Отрывок текста:
↓

Гордость — не то слово, конечно... Вылка не был горд, он был добросердечен и храбр, он был Учитель. Он учил не только ненцев, но и русских, он говорил: не бойтесь жить, в жизни есть высокий смысл и радость, жизнь трудна, но и прекрасна, будьте мужественными и терпеливыми, когда вам трудно!

Невелика, может быть, мудрость в его поучениях, но необходимо помнить, что говорил он это не в ресторанах под сакраментальное «прошу наполнить бокалы!» и не в уютных гостиных, не обеспеченным людям, которым не так много храбрости нужно было, чтобы жить, — говорил он это своему бедному народу, в заваленных по крышу снегом избушках, в чумах, долгими полярными ночами, под визг и вой метелей — и многих своим участием, своим словом спасал не только от отчаяния, но и от смерти.

Он не только учил мужеству, он всю жизнь деятельно творил добро. В юности он заботился о своих престарелых родителях. Потом пришлось ему взять на себя заботу о прокормлении и воспитании многочисленной семьи погибшего брата. А всю вторую половину жизни он заботился — в качестве председателя островного Совета — уже о сотнях людей. Каждый год ездил он в Архангельск, проводя месяцы в неустанных трудах, доставая для охотников продовольствие, катера, боеприпасы, утварь, — и в неустанных заботах о сохранении поголовья зверя и птицы — единственного источника жизни на Новой Земле.

↑

Письменное задание 1:
Проверьте по отрывку о Вылке, верны ли утверждения: (а) Вылка учил только ненцев; (б) Вылка был председателем островного Совета; (в) в Архангельск Вылка ездил раз в несколько лет. На каждое ответьте «да» или «нет» и приведите решающие слова отрывка.
Письменное задание 2:
Почему, судя по отрывку о Вылке, он заботился о сохранении поголовья зверя и птицы? Ответьте одним–тремя предложениями.
Письменное задание 3:
Перепишите из отрывка о Вылке текст, начиная со слов «Невелика, может быть, мудрость» и заканчивая словами «и от смерти.».

Показанные сведения:
↓

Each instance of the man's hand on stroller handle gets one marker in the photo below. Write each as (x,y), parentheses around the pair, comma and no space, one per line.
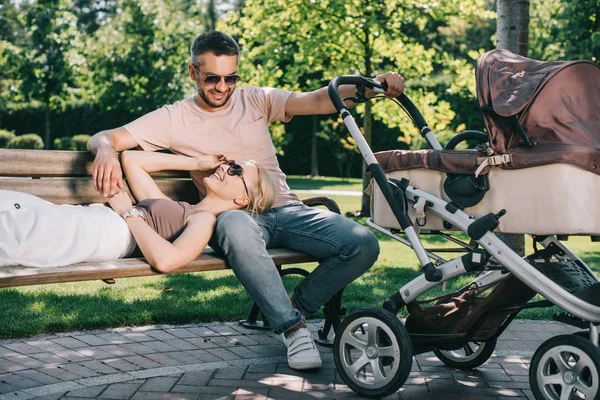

↑

Решение 1:
(а) Нет: «Он учил не только ненцев, но и русских».
(б) Да: «в качестве председателя островного Совета».
(в) Нет: «Каждый год ездил он в Архангельск».

Решение 2:
Зверь и птица были единственным источником жизни на Новой Земле.

Решение 3:
Невелика, может быть, мудрость в его поучениях, но необходимо помнить, что говорил он это не в ресторанах под сакраментальное «прошу наполнить бокалы!» и не в уютных гостиных, не обеспеченным людям, которым не так много храбрости нужно было, чтобы жить, — говорил он это своему бедному народу, в заваленных по крышу снегом избушках, в чумах, долгими полярными ночами, под визг и вой метелей — и многих своим участием, своим словом спасал не только от отчаяния, но и от смерти.